Try it
Apart from the pictures, every entry must be retyped exactly.

Data listing
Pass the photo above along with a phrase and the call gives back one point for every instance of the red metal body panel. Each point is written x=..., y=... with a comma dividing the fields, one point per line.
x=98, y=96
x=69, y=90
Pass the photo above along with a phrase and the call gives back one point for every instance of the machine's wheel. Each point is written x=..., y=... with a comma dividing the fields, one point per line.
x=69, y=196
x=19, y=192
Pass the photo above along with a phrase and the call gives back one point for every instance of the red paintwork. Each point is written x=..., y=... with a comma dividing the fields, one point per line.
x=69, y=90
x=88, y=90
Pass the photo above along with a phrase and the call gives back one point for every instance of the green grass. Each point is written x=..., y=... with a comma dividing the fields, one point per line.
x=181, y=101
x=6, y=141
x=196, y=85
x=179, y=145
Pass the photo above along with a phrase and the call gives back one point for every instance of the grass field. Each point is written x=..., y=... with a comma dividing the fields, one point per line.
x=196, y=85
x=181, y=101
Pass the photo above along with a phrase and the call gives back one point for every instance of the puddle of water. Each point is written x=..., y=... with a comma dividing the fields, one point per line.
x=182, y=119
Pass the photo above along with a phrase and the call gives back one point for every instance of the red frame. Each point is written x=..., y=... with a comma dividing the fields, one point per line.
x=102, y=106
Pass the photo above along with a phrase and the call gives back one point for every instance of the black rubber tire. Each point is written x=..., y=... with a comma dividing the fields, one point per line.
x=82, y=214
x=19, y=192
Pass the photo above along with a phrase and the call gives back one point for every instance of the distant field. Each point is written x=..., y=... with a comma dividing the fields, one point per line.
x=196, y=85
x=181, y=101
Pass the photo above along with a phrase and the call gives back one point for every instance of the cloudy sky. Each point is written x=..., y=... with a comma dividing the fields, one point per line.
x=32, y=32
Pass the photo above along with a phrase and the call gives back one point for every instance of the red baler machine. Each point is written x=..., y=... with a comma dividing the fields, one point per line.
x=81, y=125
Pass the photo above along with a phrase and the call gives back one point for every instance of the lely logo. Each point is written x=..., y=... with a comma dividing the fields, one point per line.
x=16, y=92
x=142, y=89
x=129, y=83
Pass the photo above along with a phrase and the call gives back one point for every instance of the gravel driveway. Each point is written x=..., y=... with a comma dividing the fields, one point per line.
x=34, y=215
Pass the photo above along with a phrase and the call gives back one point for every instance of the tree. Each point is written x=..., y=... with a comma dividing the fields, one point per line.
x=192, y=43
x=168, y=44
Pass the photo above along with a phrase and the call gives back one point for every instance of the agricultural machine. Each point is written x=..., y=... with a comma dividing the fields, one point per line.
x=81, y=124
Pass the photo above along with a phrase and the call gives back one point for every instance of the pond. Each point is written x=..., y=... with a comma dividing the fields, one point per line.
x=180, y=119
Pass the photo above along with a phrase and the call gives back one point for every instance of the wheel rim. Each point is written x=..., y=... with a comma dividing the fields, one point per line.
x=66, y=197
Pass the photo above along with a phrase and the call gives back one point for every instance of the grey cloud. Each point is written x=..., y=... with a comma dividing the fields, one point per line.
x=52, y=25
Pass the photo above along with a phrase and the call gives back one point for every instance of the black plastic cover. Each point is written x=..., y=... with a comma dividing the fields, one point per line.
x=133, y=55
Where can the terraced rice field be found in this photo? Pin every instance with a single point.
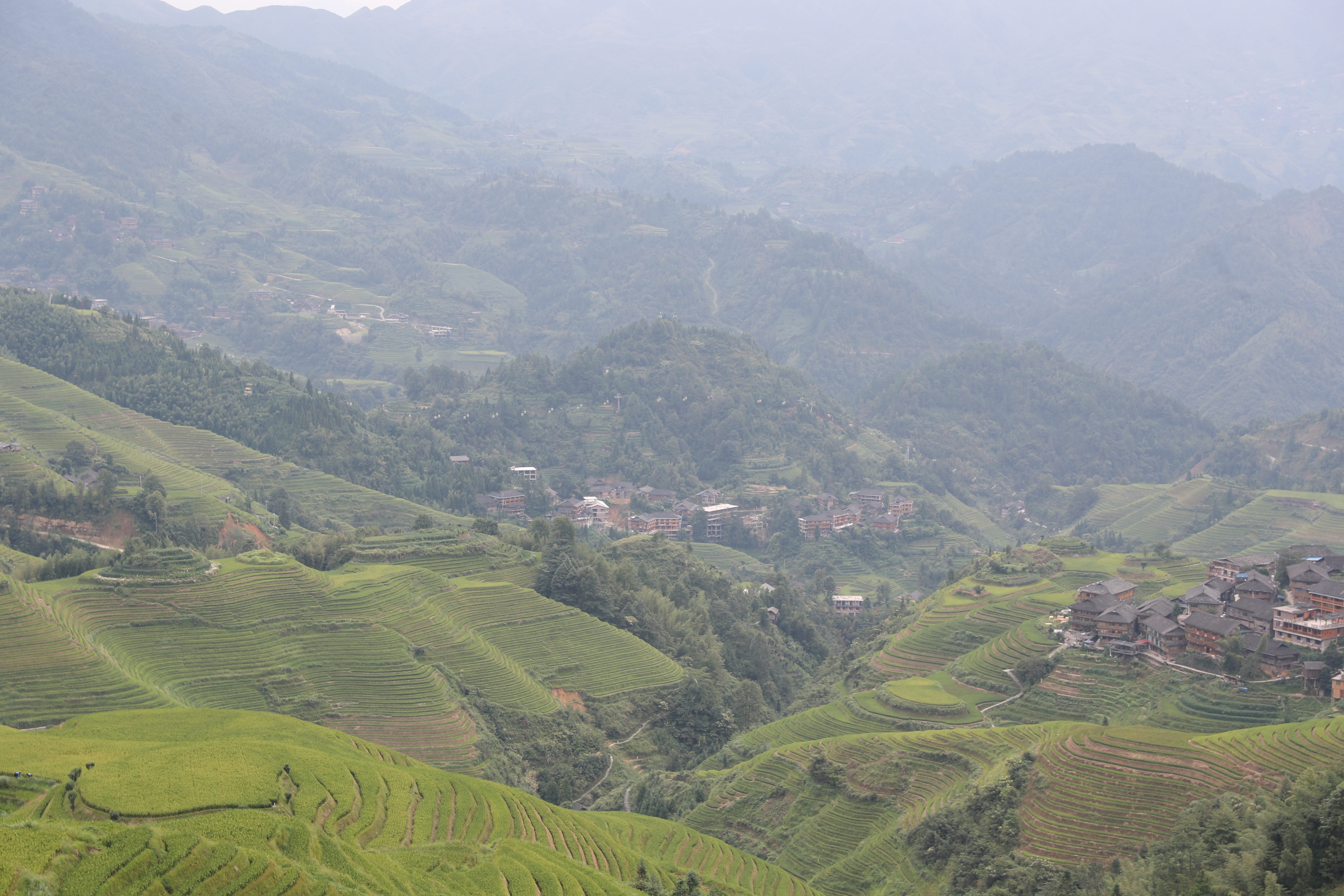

Exercise output
Pass the photo above along with a phrase and the call gives back one point for every instance of the red metal body panel. Each point is written x=..., y=... with a comma dividing the fields, one point per line.
x=98, y=96
x=69, y=90
Pass the photo above along with a phrase and the call gives back one point for every instance of the machine's wheel. Each point is written x=..., y=... with a comma dividing the fields, one point per line.
x=69, y=196
x=19, y=192
Pass the photo above along with a phrase and the call gives back one point for every instance of the red paintwork. Each point is written x=..., y=... with a comma dividing the fields, one point per line.
x=69, y=90
x=88, y=90
Pass the photo above along with a phrase and the call gives back one point for every instance of the green grass. Each point is written x=..., y=... with a comma dividing the fields, one point per line.
x=181, y=101
x=6, y=141
x=196, y=85
x=179, y=145
Pass the photo above along with a phrase and the call gives back one point for every instance of the grass field. Each point is written x=..., y=... with a comma dividing the fields, one point per line.
x=196, y=85
x=181, y=101
Pass the photo above along with a phrase and the call gives back one point for every instance of the puddle of water. Each point is written x=..., y=... with a comma dividing the fields, one point per line.
x=182, y=119
Pass the photo above along with a phrase and the call gives back one point for every instance of the red frame. Each point is written x=..., y=... with a comma dividing the fields, one point per line.
x=102, y=106
Pass the photo above along with a phrase and the call gives back one point for every instance of the black rubber tire. Each point is written x=..., y=... with a comma dividing the fields, one point per line.
x=82, y=214
x=19, y=192
Pass the photo above along with a phrase and the call gives back one point for every instance of the distant field. Each point is written x=..., y=... with a comma dividing the fields, one point per line.
x=196, y=85
x=181, y=101
Pass the photo above along with a phrase and the call gives back one point for every instance of the cloudy sky. Each point is written x=..., y=... with a comma dividing the fields, one point per line.
x=32, y=32
Pass the photo above along with a phrase and the call gives back one point for every instance of the red baler machine. Each point is written x=..., y=... with a comma dividing the fields, one point per line.
x=81, y=125
Pass the photo above along with a phrase and the call gives back one point for every instance of the lely logo. Each point is written x=..., y=... with a comma dividing the fields, one point per line.
x=16, y=92
x=142, y=89
x=129, y=83
Pass the photo above along with a phrase and the call gives back one point for every instance of the gravel driveway. Each point is written x=..., y=... with a comma dividing the fields, one point per line.
x=34, y=215
Pass the photo above along with a phrase and the call gives back one point for every instance of the tree. Each point is written x=..., y=... with a comma dividing the fields, one point per line.
x=192, y=43
x=168, y=44
Pass the photo above along with a phrase and the call gives back one point for every instance of the agricultural machine. Each point is written x=..., y=... with a comma dividing the fields, one point per line.
x=81, y=124
Pass the photo above along with a phrase and the call gives back one point for every instance of the pond. Each point is written x=..., y=... with a comma dividing the fields, one point per line.
x=180, y=119
Pass the photo above along with a phrase and the call gives back one point for every instance of the wheel rim. Each point is written x=..., y=... with a comma dividing the fields, one point per line.
x=66, y=197
Pass the photo above along with a phrase and the call gives back one point for every instance of the grey cloud. Each point is written x=..., y=... with a comma dividing the fields, one point per line.
x=52, y=25
Pass the photo above along with a phrase and the call gives back one point for every instance of the black plastic cover. Each point is written x=..., y=... with a comma dividing the fields, one point per line.
x=133, y=55
Where can the terraced rice field be found in this photo? Pin every instance with a single point.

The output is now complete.